» **Prompt a**: Return, without any change, the part of the passage on the special reserve deduction that begins at the words "In the case of CIT vs. Bihar State Financial Corporation (1983)" and stops after the words "under s. 36(1)(viii).".

» **Document extract**:
------------------------------------------------------------

4. Sec. 36 of the IT Act, 1961 (for short, ‘the IT Act’) provides for certain deductions while computing the income referred to in s. 28. Clause (viii) thereof as was obtaining prior to 1st April, 1985 and applicable for the asst. yr. 1983-84 reads thus : “36 Other deductions. (1)………………… (i) to (vii) ……….. (viii) in respect of any special reserve created (and maintained) by a financial corporation which is engaged in providing long-term finance for industrial or agricultural development or development of infrastructure facility in India or by a public company formed and registered in India with the main object of carrying on the business of providing long-term finance for construction or purchase of houses in India for residential purposes, an amount not exceeding forty per cent of the profits derived from such business of providing long-term finance computed under the head ‘Profits and gains of business or profession’ [before making any deduction under this clause] carried to such reserve account :

Provided that where the aggregate of the amounts carried to such reserve account from time to time exceeds [twice the amount of] the paid-up share capital [and of the general reserves] of the corporation [or, as the case may be, the company], no allowance under this clause shall be made in respect of such excess. Explanation—In this clause,— (a) ‘financial corporation’ shall include a public company and a Government company; (b) “public company” shall have the meaning assigned to it in s. 3 of the Companies Act, 1956 (1 of 1956);”

In a long line of cases, almost all the High Courts (except Karnataka High Court) has taken the view that the total income on which the deduction under s. 36(1)(viii) of the IT Act is allowable should be computed before making the deduction in terms of s. 36(1)(viii). In other words, the deduction which is permissible in computing the taxable profits of the financial corporation is in respect of an amount transferred by them to the special reserve account upto 40 per cent on their total income computed before making any deduction and that amount of 40 per cent is not to be worked out on the net income.

In the case of CIT vs. Bihar State Financial Corporation (1983) 142 ITR 518 (Pat), the Division Bench of Patna High Court was concerned with the aforesaid provision. Relying upon its earlier decision, the Patna High Court held that the statutory deduction under s. 36(1)(viii) of the IT Act available to a financial corporation in providing long-term finance for housing should be calculated on the total income before deduction of the amount allowable under s. 36(1)(viii).

The Andhra Pradesh High Court in the case of CIT vs. Andhra Pradesh State Financial Corporation (1989) 175 ITR 87 (AP) was also seized with the identical question. The Andhra Pradesh High Court followed the decision of Patna High Court in the case of CIT vs. Bihar State Financial Corporation (supra) and held thus : “The controversy can be illustrated by giving an example : Assuming the total income before applying this provision to be Rs. 1,000, according to the assessee, for calculating the deduction under this section (and if this sum of Rs. 1,000 is put in a reserve fund), 40 per cent should be calculated on Rs. 1,000 and a deduction of Rs. 400 is to be given. According to the Revenue, the deduction at 40 per cent should be calculated on the figure of total income arrived at after this deduction also is applied for which a notional calculation is to be done by adding 40 per cent, to the total income and then calculating the deduction to be allowed at 40 per cent of Rs. 1,400. The ITO has adopted the method urged by the Revenue, but the first appellate authority and the Tribunal have not accepted it and reliance was placed on the instructions of the Board, which were in vogue during the relevant accounting and assessment year. The applicability of the said instructions is the subject-matter of question No. 1. We have considered it appropriate to examine this question without reference to any of the circulars of the Board.

------------------------------------------------------------

Pointing dataset records:
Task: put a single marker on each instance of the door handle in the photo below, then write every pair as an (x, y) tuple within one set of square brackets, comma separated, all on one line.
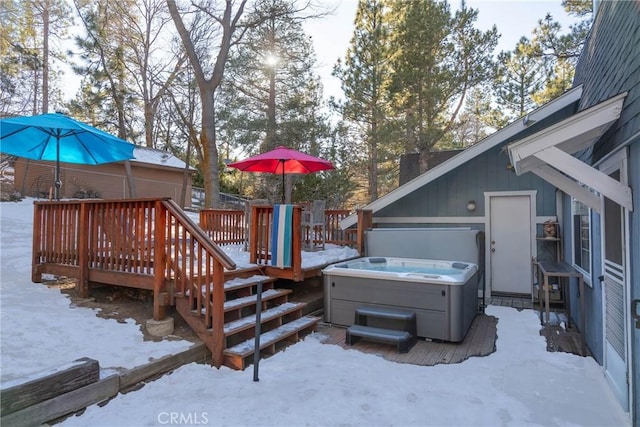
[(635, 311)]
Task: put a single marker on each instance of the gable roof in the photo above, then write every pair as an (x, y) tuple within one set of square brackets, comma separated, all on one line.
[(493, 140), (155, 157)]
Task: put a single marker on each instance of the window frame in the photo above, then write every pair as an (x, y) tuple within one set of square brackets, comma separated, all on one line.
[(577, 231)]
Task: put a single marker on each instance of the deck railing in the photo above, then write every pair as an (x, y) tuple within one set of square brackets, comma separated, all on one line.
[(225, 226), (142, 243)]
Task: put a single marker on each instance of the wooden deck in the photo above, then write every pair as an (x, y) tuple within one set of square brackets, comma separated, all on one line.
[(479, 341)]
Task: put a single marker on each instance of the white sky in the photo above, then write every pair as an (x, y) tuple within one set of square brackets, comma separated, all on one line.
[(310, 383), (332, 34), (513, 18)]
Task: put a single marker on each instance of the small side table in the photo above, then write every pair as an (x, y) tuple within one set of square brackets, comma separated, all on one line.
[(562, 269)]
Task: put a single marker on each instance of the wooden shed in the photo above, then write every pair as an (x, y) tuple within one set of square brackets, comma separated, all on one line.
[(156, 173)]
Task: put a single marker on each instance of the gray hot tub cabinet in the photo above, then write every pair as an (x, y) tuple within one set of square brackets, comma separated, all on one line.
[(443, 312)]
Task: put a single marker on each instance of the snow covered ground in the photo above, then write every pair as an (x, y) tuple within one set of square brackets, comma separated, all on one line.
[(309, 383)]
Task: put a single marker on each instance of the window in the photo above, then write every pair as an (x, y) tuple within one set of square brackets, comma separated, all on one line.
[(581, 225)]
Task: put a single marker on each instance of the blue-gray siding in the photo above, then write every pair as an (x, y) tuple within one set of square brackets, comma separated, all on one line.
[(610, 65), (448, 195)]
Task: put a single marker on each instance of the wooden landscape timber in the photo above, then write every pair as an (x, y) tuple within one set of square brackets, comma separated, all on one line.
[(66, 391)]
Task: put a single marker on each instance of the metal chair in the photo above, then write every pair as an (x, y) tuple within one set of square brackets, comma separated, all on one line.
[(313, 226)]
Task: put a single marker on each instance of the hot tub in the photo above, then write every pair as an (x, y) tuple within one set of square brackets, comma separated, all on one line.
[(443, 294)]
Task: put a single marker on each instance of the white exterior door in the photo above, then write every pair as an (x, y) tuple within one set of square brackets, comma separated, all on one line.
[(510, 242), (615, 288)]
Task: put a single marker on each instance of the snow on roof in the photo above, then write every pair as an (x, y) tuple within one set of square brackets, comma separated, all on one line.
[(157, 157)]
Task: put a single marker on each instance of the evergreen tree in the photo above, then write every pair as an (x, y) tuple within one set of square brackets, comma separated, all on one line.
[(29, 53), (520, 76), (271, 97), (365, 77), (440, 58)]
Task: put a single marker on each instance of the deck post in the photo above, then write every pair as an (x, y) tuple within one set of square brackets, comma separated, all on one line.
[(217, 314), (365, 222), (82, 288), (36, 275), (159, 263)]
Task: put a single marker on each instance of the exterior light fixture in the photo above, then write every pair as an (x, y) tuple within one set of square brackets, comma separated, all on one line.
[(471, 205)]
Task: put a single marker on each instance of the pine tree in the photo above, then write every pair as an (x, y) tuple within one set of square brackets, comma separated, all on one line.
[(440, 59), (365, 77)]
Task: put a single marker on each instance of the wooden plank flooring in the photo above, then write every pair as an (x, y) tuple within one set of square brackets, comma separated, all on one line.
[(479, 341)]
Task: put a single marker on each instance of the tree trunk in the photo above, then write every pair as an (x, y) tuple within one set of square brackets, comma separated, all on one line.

------------------------------------------------------------

» **Prompt b**: Retype, word for word, the lines of the records that begin at the line containing "the deck post" and stop after the last line of the records.

» **Exercise solution a**:
In the case of CIT vs. Bihar State Financial Corporation (1983) 142 ITR 518 (Pat), the Division Bench of Patna High Court was concerned with the aforesaid provision. Relying upon its earlier decision, the Patna High Court held that the statutory deduction under s. 36(1)(viii) of the IT Act available to a financial corporation in providing long-term finance for housing should be calculated on the total income before deduction of the amount allowable under s. 36(1)(viii).

» **Exercise solution b**:
Task: put a single marker on each instance of the deck post in the photo above, then write every pair as an (x, y) tuple within one set of square brackets, comma separated, all on one line.
[(217, 314), (365, 222), (82, 288), (36, 275), (159, 263)]
Task: put a single marker on each instance of the exterior light fixture in the photo above, then write every pair as an (x, y) tuple within one set of square brackets, comma separated, all on one line.
[(471, 205)]
Task: put a single marker on each instance of the pine tree in the photo above, then write every pair as an (x, y) tuple within one set of square brackets, comma separated, all on one line.
[(440, 59), (365, 77)]
Task: put a single marker on each instance of the wooden plank flooring in the photo above, then write every pair as an (x, y) tuple within one set of square brackets, comma separated, all on one line.
[(479, 341)]
Task: put a single marker on each instance of the tree trunk in the photo above, then write every pair as an (x, y) tuple within one set of square brackets, comma separated, all on one line.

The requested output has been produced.